■ Work task ■
Please print every line of the material below exactly.

■ Entries supplied ■
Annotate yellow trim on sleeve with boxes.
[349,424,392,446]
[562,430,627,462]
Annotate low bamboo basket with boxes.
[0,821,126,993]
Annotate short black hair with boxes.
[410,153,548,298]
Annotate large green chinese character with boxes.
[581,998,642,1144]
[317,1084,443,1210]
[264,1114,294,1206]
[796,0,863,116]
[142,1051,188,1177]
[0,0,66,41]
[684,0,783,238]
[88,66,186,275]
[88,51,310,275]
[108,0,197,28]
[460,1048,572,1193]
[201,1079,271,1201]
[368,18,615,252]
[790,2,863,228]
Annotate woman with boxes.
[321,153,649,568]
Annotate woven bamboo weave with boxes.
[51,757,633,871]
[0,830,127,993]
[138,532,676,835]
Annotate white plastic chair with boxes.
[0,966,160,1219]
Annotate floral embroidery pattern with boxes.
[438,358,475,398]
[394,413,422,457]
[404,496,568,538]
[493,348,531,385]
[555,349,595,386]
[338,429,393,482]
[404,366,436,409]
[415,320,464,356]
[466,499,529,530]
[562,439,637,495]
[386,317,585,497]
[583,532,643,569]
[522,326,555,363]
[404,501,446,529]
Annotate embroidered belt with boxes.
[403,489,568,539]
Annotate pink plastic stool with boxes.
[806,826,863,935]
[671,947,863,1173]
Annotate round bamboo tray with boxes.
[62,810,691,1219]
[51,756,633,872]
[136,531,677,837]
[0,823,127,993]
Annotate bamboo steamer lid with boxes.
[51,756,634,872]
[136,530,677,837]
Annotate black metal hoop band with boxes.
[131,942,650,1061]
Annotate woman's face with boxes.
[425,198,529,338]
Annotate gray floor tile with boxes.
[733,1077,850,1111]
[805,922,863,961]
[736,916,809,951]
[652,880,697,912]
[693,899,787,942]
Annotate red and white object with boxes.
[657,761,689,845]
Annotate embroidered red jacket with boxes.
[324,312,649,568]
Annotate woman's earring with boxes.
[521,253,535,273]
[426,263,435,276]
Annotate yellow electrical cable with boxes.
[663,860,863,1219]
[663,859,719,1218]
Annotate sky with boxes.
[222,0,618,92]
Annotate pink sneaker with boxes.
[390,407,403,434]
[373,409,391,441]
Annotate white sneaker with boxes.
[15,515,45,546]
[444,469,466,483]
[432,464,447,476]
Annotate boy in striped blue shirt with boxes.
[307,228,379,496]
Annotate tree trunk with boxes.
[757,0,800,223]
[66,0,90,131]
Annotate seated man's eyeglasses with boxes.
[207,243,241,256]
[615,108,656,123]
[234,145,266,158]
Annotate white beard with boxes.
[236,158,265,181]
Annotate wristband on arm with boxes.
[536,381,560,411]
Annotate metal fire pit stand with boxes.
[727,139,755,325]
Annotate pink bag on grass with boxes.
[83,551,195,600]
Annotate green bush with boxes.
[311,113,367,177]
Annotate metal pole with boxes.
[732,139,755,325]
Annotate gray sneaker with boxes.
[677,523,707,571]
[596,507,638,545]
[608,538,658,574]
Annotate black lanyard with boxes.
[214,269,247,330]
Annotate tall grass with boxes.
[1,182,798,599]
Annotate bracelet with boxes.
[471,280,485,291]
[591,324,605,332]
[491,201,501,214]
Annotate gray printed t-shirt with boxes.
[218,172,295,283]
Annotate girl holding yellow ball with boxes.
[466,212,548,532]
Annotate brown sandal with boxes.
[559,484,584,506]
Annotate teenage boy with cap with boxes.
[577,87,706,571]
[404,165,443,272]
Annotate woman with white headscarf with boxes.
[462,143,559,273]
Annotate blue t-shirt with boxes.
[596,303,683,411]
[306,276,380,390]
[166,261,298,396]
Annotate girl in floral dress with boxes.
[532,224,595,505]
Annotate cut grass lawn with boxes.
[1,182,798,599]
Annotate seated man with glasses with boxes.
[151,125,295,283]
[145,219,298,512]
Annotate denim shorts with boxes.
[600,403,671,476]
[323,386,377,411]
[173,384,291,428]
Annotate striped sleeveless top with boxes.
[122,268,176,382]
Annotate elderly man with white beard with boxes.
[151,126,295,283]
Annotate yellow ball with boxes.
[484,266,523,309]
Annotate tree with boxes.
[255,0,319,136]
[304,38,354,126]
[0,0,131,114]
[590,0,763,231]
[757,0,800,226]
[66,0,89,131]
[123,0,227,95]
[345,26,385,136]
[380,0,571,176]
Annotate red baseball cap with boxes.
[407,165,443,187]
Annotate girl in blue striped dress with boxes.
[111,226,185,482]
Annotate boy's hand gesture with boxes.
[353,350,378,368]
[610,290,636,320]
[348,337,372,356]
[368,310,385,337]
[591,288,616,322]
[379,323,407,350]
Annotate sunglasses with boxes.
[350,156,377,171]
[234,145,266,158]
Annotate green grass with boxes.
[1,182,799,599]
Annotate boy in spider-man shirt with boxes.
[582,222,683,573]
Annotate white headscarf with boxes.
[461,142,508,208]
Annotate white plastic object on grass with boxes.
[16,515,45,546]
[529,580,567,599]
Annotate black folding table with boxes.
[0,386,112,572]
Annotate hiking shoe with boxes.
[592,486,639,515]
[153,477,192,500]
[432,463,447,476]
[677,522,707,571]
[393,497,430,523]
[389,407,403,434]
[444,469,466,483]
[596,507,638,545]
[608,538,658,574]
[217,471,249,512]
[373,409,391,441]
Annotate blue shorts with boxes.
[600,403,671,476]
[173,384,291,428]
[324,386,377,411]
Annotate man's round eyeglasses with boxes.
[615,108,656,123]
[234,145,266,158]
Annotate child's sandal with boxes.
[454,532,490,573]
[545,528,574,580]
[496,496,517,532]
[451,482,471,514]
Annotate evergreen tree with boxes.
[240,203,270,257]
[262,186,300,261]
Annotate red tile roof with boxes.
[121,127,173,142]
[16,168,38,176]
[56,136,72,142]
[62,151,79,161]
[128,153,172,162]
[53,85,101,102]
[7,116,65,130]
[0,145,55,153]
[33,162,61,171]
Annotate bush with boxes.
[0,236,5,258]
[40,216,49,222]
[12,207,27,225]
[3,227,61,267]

■ Task answer ■
Annotate yellow trim on sleeve with boxes.
[349,424,392,446]
[562,430,627,462]
Annotate low bamboo basket with boxes.
[0,821,126,993]
Annotate short black hair with boxes.
[410,153,548,298]
Annotate large green chinese character with boxes.
[581,998,642,1144]
[317,1084,443,1210]
[264,1114,294,1206]
[796,0,863,116]
[142,1051,188,1177]
[0,0,66,41]
[684,0,783,238]
[88,66,186,275]
[88,51,310,275]
[108,0,197,28]
[460,1048,572,1193]
[201,1079,271,1201]
[368,18,615,252]
[790,2,863,228]
Annotate woman with boxes.
[321,153,649,568]
Annotate woven bamboo weave with boxes.
[51,757,633,871]
[0,830,127,993]
[138,532,676,835]
Annotate white plastic chair with boxes.
[0,966,160,1219]
Annotate floral embroidery pattern with boxes.
[438,358,475,398]
[394,413,422,457]
[404,496,568,538]
[493,348,531,385]
[555,349,595,386]
[338,429,393,482]
[404,366,436,409]
[415,320,464,356]
[466,499,529,530]
[562,439,637,495]
[386,317,585,497]
[583,532,643,569]
[522,326,555,363]
[404,501,446,529]
Annotate embroidered belt with boxes.
[403,489,568,539]
Annotate pink plastic stool with boxes.
[806,826,863,935]
[671,947,863,1173]
Annotate round bamboo tray with boxes.
[62,810,691,1219]
[51,756,633,872]
[136,531,677,837]
[0,823,127,993]
Annotate bamboo steamer lid with boxes.
[51,756,634,872]
[136,530,677,837]
Annotate black metal hoop band with boxes.
[131,942,650,1061]
Annotate woman's face with boxes.
[425,198,529,338]
Annotate gray floor tile with boxes.
[733,1077,850,1111]
[805,922,863,961]
[736,916,809,951]
[652,880,697,912]
[693,899,787,942]
Annotate red and white object with boxes.
[657,761,689,845]
Annotate embroidered red jacket with boxes.
[324,312,649,568]
Annotate woman's earring with boxes.
[521,253,535,273]
[426,263,435,276]
Annotate yellow electrical cable with boxes.
[663,860,863,1219]
[663,859,719,1218]
Annotate sky with boxes.
[222,0,618,92]
Annotate pink sneaker with boxes.
[390,407,403,434]
[373,409,391,441]
Annotate white sneaker with boxes.
[15,515,45,546]
[444,469,466,483]
[432,464,447,476]
Annotate boy in striped blue shirt with boxes.
[307,228,379,496]
Annotate tree trunk with boxes.
[757,0,800,223]
[66,0,90,131]
Annotate seated man's eyeglasses with boxes.
[207,243,241,256]
[615,108,656,123]
[234,145,266,158]
Annotate white beard with boxes.
[236,158,265,181]
Annotate wristband on arm with boxes.
[536,381,560,411]
Annotate metal fire pit stand with boxes.
[727,139,755,325]
Annotate pink bag on grass with boxes.
[83,551,195,600]
Annotate green bush with boxes.
[311,113,367,177]
Annotate metal pole with boxes.
[732,139,755,325]
Annotate gray sneaker with boxes.
[677,523,707,571]
[596,507,638,545]
[608,538,658,574]
Annotate black lanyard with boxes.
[214,269,247,330]
Annotate tall grass with boxes.
[1,182,798,599]
Annotate bracelet with boxes.
[471,280,485,291]
[591,324,605,332]
[491,201,501,214]
Annotate gray printed t-shirt with boxes.
[218,172,295,283]
Annotate girl holding yellow ball with boxes.
[466,212,548,532]
Annotate brown sandal with boxes.
[559,484,584,506]
Annotate teenage boy with cap with boxes.
[577,87,706,571]
[404,165,443,272]
Annotate woman with white headscarf with boxes.
[462,143,559,273]
Annotate blue t-shirt with boxes.
[596,303,683,411]
[306,276,380,390]
[166,261,298,396]
Annotate girl in floral dress with boxes.
[532,224,595,505]
Annotate cut grass lawn with boxes.
[1,182,798,599]
Annotate seated man with glasses with boxes.
[151,125,295,283]
[145,219,298,512]
Annotate denim shorts with boxes.
[600,403,671,476]
[323,386,377,411]
[173,384,291,428]
Annotate striped sleeveless top with boxes.
[122,268,176,382]
Annotate elderly man with white beard with boxes.
[151,126,295,283]
Annotate yellow ball with boxes.
[484,266,523,309]
Annotate tree with boxes.
[255,0,319,136]
[304,38,354,126]
[0,0,131,114]
[590,0,763,231]
[757,0,800,226]
[66,0,89,131]
[123,0,227,95]
[345,26,385,136]
[380,0,571,176]
Annotate red baseball cap with boxes.
[407,165,443,187]
Annotate girl in blue striped dress with boxes.
[111,226,185,482]
Annotate boy's hand gesture with boxes.
[353,350,378,368]
[610,290,636,320]
[348,337,372,356]
[368,310,385,337]
[591,288,616,322]
[379,323,407,350]
Annotate sunglasses with boxes.
[350,156,377,171]
[234,145,266,158]
Annotate green grass with boxes.
[1,182,799,599]
Annotate boy in spider-man shirt with boxes.
[582,222,683,573]
Annotate white headscarf with boxes.
[461,142,508,208]
Annotate white plastic object on grass with boxes.
[16,515,45,546]
[529,580,567,599]
Annotate black folding table with boxes.
[0,386,112,572]
Annotate hiking shoe with boxes.
[592,486,639,515]
[153,477,192,500]
[432,463,447,476]
[677,522,707,571]
[393,497,430,523]
[389,407,403,434]
[444,469,466,483]
[596,507,638,545]
[608,538,658,574]
[217,471,249,512]
[373,409,391,441]
Annotate blue shorts with boxes.
[600,403,671,476]
[173,384,291,428]
[324,386,377,411]
Annotate man's round eyeglasses with boxes.
[615,108,656,123]
[234,145,266,158]
Annotate child's sandal with boxes.
[454,532,490,573]
[545,528,574,580]
[496,496,517,532]
[451,482,471,514]
Annotate evergreen tree with boxes.
[240,203,270,257]
[262,186,300,261]
Annotate red tile roof with boxes.
[121,127,173,142]
[16,168,38,176]
[56,136,72,142]
[62,151,79,161]
[128,153,172,162]
[53,85,101,102]
[7,116,65,130]
[0,145,55,153]
[33,162,61,171]
Annotate bush with boxes.
[0,236,5,258]
[40,216,49,222]
[12,207,27,225]
[3,227,61,267]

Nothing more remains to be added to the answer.